When I describe myself as bookish am I insulting sports fans?

If you call yourself queeny acting are you insulting masculinity?

Yes.

The funniest part about it is that it doesn't even matter in the long run because there will be people who perceive you a certain way once they know you're homosexual anyway. I personally don't hesitate or question the things I do, say or like because it might seem "gay" to do, say or like.

That is in my opinion an error and a disservice on your part to equate them. Essentially you are saying that a gay man who is not making an intentional effort to fit a stereotype is just faking his lack of stereotypical traits.

If that's your position, fine, but then don't complain when the mainstream stereotypes you, because you have equated the stereotype as being integral to being gay at all.
 
For me "straight acting" means having sex with someone of the opposite sex and "gay acting" would imply same sex activity. Because, any other aspect of life can be equally applied to both gay and straight people. Otherwise, when used by a gay person the implication is that "straight acting" is somehow more of a man (or woman). Ironically I've found that many of the men I know who describe themselves as "straight acting" are actually projecting an image that is the exact opposite of what they think they are projecting.
 
When I describe myself as bookish am I insulting sports fans?

If you call yourself queeny acting are you insulting masculinity?

**WHAT YOU NEED TO DO**
Carry on the discussion about the label "straight acting" from its final line, in the same voice. The records that come next have no connection to the discussion about "straight acting."

**RAW RECORDS**
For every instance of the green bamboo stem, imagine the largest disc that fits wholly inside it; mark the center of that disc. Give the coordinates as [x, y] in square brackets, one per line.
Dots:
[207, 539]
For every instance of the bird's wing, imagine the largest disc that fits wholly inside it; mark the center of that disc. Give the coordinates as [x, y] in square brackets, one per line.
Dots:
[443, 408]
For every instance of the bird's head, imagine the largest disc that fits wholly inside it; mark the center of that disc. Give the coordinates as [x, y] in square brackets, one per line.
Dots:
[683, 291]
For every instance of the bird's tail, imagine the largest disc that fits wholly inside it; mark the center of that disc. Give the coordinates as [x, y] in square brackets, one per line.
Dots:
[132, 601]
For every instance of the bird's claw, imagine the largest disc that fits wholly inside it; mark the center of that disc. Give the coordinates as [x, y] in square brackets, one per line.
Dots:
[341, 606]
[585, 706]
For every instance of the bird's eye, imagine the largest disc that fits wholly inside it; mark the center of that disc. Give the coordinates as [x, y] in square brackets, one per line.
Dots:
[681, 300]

---

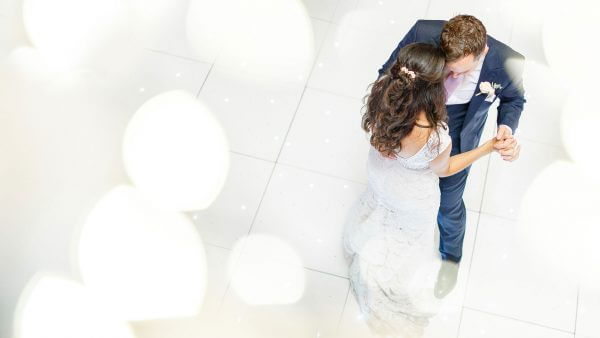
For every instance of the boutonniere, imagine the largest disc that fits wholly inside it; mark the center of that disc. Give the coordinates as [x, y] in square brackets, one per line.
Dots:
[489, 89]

**EXPECTED OUTPUT**
I don't know is there a history of repression and self loathing, and suicide amongst the bookish because they aren't sports fans and desperately want to be?

False equivalency.

The second is more interesting, find me an example of someone who self labels as such and we'll see.
 
Re: If you ever say you are "straight acting" that is a copout

"Straight Acting" is exactly about how being effeminate is bad. There is simply no other reason to describe oneself thus.

I definitely think this is the case. I am probably in a "unique" position as I interacted with gay men every day...one on one and in large groups...for 20 years...and I love to talk to people (which is why I was a bartender in a gay bar)...and though I know there are exceptions to everything...lots of them...I found it more often the case than not when a self identifying "straight acting" gay would soon after or eventually rant about feminine guys... resenting them ....pissed off they were in the same "group" as them.

I walked out of the only GSU meeting in college I ever attended after I got into a fight with the guy running it...he later went on to be a major spokesman for the GLBT community actually...and it was over the fact that he was suggesting we represent ourselves in the gay parade as "just like them" ...

I do not want equality and/or visibility for people "just like me" ...I want it for everyone...period...especially people I don't like or approve of or else it means nothing....I even want equality and visibility for the "straight acting" guy running that meeting (who shall remain nameless):D
 
That is in my opinion an error and a disservice on your part to equate them. Essentially you are saying that a gay man who is not making an intentional effort to fit a stereotype is just faking his lack of stereotypical traits.

Uh, no I am not at all? You are interpreting it this way and it is interpreting it wrong.

Whether you fit certain stereotypes or not isn't what I am talking about. And I personally don't care if you do, but going out of your way to avoid stereotypes, acting, or behaving in a certain way because they seem gay is the issue I am speaking of. You seem to have a hard time comprehending this.

If that's your position, fine, but then don't complain when the mainstream stereotypes you, because you have equated the stereotype as being integral to being gay at all.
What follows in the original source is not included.